## WORK INSTRUCTIONS
Turn the lines of the records below, from the line containing "Where can you see the red garment" through the end of the records, into a Markdown table with the columns Row and Line, leaving out any blank lines.

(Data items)
'''

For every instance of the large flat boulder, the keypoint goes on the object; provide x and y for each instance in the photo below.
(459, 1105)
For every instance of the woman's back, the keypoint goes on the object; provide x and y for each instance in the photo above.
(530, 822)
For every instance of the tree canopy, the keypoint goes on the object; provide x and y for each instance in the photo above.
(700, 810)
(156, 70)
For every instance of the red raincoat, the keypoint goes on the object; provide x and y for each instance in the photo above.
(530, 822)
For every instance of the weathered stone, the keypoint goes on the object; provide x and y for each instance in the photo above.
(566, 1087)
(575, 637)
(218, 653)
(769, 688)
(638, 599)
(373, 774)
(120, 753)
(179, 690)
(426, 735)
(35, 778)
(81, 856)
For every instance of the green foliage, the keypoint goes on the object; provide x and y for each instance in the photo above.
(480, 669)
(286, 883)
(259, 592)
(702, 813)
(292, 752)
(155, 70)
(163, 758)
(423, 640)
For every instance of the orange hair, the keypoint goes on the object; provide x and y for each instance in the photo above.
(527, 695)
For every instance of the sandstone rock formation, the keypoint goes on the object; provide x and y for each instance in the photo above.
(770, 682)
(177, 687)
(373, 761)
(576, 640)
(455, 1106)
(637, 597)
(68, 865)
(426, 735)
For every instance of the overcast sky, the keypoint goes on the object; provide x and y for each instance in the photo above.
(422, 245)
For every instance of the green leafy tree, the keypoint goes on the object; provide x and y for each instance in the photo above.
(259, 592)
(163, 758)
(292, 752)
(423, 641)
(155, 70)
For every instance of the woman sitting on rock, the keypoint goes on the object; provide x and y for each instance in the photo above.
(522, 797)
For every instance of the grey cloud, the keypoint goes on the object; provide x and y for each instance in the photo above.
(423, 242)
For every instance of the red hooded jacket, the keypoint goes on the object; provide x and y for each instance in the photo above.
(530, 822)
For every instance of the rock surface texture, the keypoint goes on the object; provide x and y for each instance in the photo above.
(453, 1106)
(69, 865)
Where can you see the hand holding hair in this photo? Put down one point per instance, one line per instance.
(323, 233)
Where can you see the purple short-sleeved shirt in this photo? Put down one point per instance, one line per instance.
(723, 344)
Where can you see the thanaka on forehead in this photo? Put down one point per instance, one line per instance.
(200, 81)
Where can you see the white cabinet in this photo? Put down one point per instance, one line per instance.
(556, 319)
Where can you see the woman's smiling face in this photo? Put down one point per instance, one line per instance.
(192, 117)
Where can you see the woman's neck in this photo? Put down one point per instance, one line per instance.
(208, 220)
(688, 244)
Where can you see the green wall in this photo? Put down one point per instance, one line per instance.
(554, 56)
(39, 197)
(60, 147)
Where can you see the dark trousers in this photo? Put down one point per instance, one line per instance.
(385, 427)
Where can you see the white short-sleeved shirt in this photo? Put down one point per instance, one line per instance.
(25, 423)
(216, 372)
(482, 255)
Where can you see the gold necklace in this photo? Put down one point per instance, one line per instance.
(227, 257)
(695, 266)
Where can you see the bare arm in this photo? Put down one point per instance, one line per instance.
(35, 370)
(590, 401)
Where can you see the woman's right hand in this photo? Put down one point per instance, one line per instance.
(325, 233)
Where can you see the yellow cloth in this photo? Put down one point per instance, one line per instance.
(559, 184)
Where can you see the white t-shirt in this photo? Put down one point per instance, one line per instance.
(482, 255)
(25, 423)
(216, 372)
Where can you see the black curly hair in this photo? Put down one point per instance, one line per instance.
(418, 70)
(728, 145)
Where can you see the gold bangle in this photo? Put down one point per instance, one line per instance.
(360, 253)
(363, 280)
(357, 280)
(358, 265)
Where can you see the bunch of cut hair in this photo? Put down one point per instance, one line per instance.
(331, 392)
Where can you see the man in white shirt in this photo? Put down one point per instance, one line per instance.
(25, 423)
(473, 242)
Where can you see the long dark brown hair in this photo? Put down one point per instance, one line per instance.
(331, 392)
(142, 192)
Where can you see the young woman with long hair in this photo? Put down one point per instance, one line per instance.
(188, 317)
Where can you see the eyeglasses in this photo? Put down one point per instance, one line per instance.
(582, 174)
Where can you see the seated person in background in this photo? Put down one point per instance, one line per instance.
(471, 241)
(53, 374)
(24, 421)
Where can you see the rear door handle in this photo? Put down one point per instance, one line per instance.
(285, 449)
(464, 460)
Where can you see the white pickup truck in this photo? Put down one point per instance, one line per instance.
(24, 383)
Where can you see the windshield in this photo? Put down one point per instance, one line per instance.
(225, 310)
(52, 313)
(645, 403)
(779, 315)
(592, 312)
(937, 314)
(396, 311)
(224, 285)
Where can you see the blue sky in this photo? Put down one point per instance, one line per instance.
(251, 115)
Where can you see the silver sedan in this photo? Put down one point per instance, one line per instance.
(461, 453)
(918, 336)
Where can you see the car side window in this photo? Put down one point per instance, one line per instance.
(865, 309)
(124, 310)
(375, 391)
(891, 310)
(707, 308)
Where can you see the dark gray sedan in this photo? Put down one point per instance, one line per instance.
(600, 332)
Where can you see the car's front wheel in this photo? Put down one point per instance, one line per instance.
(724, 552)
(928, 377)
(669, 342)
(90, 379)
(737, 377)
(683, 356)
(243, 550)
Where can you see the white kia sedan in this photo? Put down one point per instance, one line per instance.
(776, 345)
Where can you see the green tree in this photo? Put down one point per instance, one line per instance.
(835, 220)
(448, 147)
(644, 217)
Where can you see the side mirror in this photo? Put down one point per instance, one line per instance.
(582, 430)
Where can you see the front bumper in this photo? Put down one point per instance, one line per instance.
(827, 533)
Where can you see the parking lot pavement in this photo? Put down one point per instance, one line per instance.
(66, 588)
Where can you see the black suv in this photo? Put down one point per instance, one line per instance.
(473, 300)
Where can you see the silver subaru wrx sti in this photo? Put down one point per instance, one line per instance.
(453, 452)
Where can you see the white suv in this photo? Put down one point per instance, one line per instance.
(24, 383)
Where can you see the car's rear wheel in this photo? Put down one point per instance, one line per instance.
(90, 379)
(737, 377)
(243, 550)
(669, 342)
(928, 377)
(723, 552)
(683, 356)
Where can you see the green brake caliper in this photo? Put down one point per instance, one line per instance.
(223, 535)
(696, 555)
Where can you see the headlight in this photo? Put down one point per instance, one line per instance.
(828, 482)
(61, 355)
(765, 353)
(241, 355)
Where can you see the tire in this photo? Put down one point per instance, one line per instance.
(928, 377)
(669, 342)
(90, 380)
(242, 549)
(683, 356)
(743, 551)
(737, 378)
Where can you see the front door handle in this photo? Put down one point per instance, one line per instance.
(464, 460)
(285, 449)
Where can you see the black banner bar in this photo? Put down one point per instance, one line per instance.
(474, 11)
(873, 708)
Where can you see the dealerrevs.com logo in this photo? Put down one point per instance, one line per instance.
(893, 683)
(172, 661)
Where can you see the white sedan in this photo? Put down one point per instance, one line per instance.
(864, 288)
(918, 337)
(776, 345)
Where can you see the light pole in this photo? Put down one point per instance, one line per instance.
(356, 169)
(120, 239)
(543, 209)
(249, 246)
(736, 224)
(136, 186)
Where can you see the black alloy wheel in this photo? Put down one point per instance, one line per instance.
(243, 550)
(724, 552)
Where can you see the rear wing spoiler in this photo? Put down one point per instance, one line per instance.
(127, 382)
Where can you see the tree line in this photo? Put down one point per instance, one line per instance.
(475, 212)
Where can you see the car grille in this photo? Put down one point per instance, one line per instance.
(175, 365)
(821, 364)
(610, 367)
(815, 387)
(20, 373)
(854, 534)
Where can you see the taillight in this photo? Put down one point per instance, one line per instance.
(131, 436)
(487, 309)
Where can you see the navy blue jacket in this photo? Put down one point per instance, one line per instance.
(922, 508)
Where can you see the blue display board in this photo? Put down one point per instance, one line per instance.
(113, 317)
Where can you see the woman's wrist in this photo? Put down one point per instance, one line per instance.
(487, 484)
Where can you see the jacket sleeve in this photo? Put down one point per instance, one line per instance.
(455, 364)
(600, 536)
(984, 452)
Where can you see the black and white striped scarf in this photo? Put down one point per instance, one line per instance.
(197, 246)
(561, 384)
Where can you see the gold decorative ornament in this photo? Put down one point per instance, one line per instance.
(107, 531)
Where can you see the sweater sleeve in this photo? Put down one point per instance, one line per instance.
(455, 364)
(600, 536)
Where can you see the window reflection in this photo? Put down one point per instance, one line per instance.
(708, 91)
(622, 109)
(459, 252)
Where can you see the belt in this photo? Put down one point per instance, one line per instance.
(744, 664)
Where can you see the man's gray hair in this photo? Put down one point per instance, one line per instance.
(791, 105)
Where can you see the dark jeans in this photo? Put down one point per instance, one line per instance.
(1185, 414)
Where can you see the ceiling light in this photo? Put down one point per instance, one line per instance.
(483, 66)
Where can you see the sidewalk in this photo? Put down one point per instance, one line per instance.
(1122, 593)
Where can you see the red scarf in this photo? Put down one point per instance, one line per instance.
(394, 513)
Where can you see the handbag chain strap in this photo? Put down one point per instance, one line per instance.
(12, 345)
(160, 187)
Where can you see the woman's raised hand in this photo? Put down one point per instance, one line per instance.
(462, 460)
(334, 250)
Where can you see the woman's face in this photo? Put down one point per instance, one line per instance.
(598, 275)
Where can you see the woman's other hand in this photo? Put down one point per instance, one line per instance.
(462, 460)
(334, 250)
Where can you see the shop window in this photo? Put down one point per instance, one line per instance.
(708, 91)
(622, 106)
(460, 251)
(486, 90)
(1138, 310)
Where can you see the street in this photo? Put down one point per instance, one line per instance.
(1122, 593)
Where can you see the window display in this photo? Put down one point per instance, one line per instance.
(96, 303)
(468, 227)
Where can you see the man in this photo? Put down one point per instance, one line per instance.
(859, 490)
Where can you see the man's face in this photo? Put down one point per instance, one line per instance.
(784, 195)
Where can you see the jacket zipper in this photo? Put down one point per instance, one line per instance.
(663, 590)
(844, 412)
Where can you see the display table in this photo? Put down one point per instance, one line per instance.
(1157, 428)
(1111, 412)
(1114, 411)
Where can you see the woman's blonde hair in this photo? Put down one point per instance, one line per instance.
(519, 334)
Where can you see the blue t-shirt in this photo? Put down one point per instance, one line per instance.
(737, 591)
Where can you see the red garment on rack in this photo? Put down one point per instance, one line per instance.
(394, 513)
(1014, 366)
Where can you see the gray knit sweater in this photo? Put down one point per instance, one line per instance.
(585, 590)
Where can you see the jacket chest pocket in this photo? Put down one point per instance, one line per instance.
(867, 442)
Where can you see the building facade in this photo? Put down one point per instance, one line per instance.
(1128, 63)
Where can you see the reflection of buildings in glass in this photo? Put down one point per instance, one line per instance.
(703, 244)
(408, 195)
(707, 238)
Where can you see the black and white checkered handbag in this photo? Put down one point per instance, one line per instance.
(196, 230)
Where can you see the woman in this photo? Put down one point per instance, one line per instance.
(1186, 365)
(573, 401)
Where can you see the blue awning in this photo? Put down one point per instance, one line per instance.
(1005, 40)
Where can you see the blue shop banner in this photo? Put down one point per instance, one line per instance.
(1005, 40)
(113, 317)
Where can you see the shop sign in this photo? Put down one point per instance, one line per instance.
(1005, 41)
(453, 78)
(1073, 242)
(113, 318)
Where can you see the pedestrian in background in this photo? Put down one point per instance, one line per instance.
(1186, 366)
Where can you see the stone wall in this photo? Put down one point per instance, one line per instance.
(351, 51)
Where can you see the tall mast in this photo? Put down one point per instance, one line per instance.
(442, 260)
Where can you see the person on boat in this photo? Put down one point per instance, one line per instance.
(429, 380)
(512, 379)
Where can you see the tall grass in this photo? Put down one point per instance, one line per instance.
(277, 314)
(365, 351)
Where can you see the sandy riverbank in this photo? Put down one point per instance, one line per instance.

'''

## OUTPUT BELOW
| Row | Line |
|---|---|
| 1 | Where can you see the red garment on rack in this photo? Put down one point per instance, one line per instance. |
| 2 | (394, 513) |
| 3 | (1014, 366) |
| 4 | Where can you see the gray knit sweater in this photo? Put down one point per instance, one line per instance. |
| 5 | (585, 590) |
| 6 | Where can you see the jacket chest pocket in this photo? Put down one point per instance, one line per instance. |
| 7 | (867, 442) |
| 8 | Where can you see the building facade in this photo? Put down one point per instance, one line per instance. |
| 9 | (1128, 63) |
| 10 | Where can you see the reflection of buildings in glass in this photo? Put down one point per instance, one line per instance. |
| 11 | (703, 244) |
| 12 | (408, 195) |
| 13 | (707, 238) |
| 14 | Where can you see the black and white checkered handbag in this photo? Put down one point per instance, one line per instance. |
| 15 | (196, 230) |
| 16 | Where can you see the woman in this photo? Put down one point per instance, one line per instance. |
| 17 | (1186, 365) |
| 18 | (573, 401) |
| 19 | Where can you see the blue awning in this photo? Put down one point per instance, one line per instance. |
| 20 | (1005, 40) |
| 21 | Where can you see the blue shop banner in this photo? Put down one point per instance, one line per instance. |
| 22 | (1005, 40) |
| 23 | (113, 317) |
| 24 | Where can you see the shop sign in this photo? Put down one point per instance, one line per instance. |
| 25 | (1005, 41) |
| 26 | (453, 78) |
| 27 | (1073, 242) |
| 28 | (113, 318) |
| 29 | Where can you see the pedestrian in background in this photo? Put down one point per instance, one line per instance. |
| 30 | (1186, 366) |
| 31 | Where can you see the stone wall in this photo? Put down one point per instance, one line per instance. |
| 32 | (351, 51) |
| 33 | Where can you see the tall mast in this photo? Put down one point per instance, one line per instance. |
| 34 | (442, 260) |
| 35 | Where can you see the person on boat in this photo? Put down one point per instance, one line per instance. |
| 36 | (429, 380) |
| 37 | (512, 379) |
| 38 | Where can you see the tall grass in this photo? Put down one point per instance, one line per instance. |
| 39 | (277, 314) |
| 40 | (365, 351) |
| 41 | Where can you see the sandy riverbank in this photo? Put down one point per instance, one line per instance. |